[TASK GOAL]
Every line of the records below should be restated exactly.

[DATA FOR THIS TASK]
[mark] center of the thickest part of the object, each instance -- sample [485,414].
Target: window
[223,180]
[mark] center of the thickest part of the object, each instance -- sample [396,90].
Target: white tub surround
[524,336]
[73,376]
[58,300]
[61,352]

[SOLUTION]
[mark] center of the thickest part of the object, each instance -- sample [485,414].
Target: window
[223,180]
[mark] center of the thickest part of the object, each instance -- sample [396,90].
Target: white tub surround
[524,336]
[73,376]
[58,300]
[61,352]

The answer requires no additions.